>> START EXERCISE INPUT

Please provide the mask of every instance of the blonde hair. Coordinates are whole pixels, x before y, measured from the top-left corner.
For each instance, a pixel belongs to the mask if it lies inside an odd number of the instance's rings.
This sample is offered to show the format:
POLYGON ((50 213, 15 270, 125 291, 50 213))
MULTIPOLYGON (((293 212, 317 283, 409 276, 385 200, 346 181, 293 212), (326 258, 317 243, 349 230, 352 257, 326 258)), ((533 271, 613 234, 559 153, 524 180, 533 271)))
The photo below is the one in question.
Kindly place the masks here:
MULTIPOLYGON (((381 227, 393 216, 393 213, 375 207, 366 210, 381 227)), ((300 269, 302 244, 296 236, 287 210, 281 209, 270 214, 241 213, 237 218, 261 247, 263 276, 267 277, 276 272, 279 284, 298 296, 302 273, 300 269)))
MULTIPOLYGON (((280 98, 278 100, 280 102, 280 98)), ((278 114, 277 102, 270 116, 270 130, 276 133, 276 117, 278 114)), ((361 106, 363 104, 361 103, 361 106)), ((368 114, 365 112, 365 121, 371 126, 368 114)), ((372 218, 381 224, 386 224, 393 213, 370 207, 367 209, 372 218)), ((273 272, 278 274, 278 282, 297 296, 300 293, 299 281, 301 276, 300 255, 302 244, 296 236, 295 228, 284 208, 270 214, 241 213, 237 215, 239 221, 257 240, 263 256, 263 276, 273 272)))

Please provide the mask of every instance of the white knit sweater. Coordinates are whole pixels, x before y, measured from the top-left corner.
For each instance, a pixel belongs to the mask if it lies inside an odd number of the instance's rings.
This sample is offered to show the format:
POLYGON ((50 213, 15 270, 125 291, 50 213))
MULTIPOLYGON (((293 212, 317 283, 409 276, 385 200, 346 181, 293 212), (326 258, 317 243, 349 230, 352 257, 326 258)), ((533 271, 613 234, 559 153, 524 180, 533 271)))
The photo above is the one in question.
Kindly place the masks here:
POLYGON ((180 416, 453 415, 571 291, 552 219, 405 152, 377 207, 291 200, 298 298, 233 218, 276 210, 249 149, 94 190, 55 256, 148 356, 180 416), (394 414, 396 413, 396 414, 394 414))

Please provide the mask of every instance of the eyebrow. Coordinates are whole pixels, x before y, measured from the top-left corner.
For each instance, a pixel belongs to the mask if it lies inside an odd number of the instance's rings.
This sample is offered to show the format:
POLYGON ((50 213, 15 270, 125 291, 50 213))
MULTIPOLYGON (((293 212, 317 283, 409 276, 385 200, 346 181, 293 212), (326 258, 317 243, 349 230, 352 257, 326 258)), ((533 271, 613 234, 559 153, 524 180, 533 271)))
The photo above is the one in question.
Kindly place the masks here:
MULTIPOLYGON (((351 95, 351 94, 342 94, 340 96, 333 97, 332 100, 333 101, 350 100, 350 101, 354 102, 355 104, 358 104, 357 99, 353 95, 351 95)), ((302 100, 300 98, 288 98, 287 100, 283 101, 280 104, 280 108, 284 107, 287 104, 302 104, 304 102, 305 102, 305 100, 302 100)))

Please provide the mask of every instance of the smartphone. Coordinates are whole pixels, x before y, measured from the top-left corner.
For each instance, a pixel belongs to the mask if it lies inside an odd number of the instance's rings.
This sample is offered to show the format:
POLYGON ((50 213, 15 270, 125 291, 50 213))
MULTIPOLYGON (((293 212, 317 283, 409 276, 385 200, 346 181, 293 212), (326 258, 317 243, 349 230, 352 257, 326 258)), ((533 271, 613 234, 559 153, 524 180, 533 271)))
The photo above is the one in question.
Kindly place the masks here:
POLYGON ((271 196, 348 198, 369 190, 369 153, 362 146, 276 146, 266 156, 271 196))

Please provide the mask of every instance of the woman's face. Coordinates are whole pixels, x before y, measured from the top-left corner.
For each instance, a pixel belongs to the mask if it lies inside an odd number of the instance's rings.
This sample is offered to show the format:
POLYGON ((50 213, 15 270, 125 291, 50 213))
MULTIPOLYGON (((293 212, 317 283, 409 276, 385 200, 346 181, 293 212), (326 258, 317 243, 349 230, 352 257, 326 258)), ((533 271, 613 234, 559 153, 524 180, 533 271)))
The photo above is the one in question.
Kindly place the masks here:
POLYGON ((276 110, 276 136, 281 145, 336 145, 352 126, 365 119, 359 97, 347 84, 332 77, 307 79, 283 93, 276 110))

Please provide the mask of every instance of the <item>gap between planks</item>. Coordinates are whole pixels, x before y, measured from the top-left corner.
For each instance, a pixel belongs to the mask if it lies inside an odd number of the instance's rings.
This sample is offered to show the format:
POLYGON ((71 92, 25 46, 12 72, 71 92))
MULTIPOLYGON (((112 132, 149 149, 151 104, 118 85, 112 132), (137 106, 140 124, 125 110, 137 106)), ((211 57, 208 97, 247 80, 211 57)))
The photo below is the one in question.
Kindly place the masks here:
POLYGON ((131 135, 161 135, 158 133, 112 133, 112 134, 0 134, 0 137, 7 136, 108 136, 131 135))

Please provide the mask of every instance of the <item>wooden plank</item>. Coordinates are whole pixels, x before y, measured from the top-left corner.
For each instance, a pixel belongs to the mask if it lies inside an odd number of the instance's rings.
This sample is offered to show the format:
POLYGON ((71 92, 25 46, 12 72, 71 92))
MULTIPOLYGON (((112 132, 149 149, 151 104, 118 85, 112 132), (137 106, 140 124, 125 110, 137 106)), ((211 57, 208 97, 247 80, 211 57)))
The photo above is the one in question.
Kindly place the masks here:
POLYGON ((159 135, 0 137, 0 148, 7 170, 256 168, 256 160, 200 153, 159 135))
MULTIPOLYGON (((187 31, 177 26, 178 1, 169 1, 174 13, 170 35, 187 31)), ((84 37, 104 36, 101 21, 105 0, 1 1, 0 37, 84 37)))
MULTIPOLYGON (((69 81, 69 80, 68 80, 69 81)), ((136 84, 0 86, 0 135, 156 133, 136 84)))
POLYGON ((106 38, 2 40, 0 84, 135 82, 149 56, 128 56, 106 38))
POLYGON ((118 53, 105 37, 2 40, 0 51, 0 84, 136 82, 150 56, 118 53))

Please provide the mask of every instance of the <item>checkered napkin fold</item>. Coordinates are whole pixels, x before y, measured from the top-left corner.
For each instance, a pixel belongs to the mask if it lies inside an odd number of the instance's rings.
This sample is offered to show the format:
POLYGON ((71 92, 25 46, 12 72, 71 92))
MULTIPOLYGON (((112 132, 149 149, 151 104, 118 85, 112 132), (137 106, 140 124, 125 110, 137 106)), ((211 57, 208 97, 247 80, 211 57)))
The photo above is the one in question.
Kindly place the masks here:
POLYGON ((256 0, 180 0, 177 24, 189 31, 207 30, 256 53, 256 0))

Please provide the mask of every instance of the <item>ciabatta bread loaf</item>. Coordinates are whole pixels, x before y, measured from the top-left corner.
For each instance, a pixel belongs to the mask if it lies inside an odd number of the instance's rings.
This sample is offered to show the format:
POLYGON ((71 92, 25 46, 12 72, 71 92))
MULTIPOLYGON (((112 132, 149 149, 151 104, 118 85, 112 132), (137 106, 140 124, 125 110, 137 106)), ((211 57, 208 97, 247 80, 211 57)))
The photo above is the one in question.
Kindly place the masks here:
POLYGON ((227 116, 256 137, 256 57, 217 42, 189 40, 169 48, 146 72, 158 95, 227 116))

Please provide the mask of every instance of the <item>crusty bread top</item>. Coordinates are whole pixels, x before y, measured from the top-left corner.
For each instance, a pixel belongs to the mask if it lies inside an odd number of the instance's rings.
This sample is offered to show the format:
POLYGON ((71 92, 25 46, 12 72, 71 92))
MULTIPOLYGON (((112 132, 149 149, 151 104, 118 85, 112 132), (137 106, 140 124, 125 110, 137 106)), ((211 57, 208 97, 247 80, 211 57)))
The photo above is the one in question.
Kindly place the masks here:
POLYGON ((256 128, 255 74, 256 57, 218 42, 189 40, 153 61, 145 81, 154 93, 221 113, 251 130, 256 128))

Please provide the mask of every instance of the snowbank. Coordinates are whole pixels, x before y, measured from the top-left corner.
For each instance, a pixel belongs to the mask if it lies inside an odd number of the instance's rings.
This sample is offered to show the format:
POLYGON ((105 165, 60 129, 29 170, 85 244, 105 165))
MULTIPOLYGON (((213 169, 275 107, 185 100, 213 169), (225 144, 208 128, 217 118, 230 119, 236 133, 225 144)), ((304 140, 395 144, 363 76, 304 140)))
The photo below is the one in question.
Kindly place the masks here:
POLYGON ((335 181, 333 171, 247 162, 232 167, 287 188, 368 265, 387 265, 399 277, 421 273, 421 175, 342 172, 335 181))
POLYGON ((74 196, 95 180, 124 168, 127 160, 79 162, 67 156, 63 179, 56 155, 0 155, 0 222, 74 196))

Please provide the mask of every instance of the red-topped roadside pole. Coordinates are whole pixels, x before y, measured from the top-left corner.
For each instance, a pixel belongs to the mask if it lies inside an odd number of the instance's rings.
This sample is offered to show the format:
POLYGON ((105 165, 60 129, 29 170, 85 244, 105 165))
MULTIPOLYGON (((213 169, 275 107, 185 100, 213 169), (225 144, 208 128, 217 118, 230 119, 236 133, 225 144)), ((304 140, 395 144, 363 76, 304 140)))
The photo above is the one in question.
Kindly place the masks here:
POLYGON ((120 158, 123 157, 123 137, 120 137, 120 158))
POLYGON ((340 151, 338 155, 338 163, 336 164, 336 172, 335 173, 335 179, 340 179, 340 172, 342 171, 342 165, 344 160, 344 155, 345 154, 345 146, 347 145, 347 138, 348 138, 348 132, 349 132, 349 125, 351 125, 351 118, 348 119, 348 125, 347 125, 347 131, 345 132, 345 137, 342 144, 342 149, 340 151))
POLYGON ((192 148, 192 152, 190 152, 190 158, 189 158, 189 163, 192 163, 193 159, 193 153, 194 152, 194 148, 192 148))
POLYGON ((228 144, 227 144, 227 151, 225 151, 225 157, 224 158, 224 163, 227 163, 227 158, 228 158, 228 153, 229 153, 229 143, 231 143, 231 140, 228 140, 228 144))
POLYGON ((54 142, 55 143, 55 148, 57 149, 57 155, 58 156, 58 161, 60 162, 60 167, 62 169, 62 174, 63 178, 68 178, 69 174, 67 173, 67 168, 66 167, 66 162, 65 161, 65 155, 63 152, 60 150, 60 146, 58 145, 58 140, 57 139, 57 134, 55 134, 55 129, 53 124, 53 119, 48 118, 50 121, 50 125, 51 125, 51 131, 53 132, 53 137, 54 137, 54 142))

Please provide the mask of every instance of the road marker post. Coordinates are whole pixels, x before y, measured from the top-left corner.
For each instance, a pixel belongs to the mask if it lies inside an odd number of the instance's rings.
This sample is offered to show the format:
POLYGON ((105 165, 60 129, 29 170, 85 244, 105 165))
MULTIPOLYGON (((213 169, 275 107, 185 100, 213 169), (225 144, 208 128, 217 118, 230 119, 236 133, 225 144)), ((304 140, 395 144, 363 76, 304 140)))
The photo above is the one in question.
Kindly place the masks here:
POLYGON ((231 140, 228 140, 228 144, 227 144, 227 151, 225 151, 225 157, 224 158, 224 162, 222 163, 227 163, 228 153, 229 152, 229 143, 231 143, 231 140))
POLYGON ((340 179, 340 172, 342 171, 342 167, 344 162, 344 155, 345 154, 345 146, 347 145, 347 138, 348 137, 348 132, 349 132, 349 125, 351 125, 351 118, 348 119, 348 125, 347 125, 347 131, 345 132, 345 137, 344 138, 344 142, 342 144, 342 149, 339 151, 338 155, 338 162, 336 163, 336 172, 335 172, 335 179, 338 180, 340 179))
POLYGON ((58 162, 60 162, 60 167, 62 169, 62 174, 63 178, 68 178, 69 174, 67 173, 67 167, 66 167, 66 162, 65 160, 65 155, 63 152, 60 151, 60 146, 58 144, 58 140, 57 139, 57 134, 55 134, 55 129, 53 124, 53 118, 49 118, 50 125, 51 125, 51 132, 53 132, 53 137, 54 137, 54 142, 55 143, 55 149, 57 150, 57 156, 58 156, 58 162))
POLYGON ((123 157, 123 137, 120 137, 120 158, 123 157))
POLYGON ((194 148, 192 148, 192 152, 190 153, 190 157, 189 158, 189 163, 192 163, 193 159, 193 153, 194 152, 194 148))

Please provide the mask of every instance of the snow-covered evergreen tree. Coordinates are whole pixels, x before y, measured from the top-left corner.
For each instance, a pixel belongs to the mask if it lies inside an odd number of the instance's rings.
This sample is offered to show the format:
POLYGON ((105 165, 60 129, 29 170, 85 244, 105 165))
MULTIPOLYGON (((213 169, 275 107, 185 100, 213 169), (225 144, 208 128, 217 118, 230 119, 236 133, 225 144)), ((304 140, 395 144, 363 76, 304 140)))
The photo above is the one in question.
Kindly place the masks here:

>> END EXERCISE INPUT

__WHAT THIS TASK INVOLVES__: Give the listing lines as a numbered list, leaving out any blank lines. Begin at the line that has "Please provide the mask of every instance of the <item>checkered" and stop after the line that has "POLYGON ((256 0, 180".

__OUTPUT OF THE TASK__:
1. Please provide the mask of every instance of the <item>checkered napkin fold</item>. Coordinates are whole pixels, x before y, measured from the top-left corner.
2. For each instance, a pixel belongs to the mask if it lies inside an odd number of the instance's rings.
3. This sample is offered to show the format:
4. POLYGON ((71 92, 25 46, 12 72, 71 92))
5. MULTIPOLYGON (((112 132, 149 149, 151 104, 118 85, 112 132), (137 106, 140 124, 125 110, 137 106)), ((211 57, 208 97, 247 80, 211 57)))
6. The photo above is the one in question.
7. Kindly place the masks here:
8. POLYGON ((256 0, 180 0, 177 24, 189 31, 207 30, 256 53, 256 0))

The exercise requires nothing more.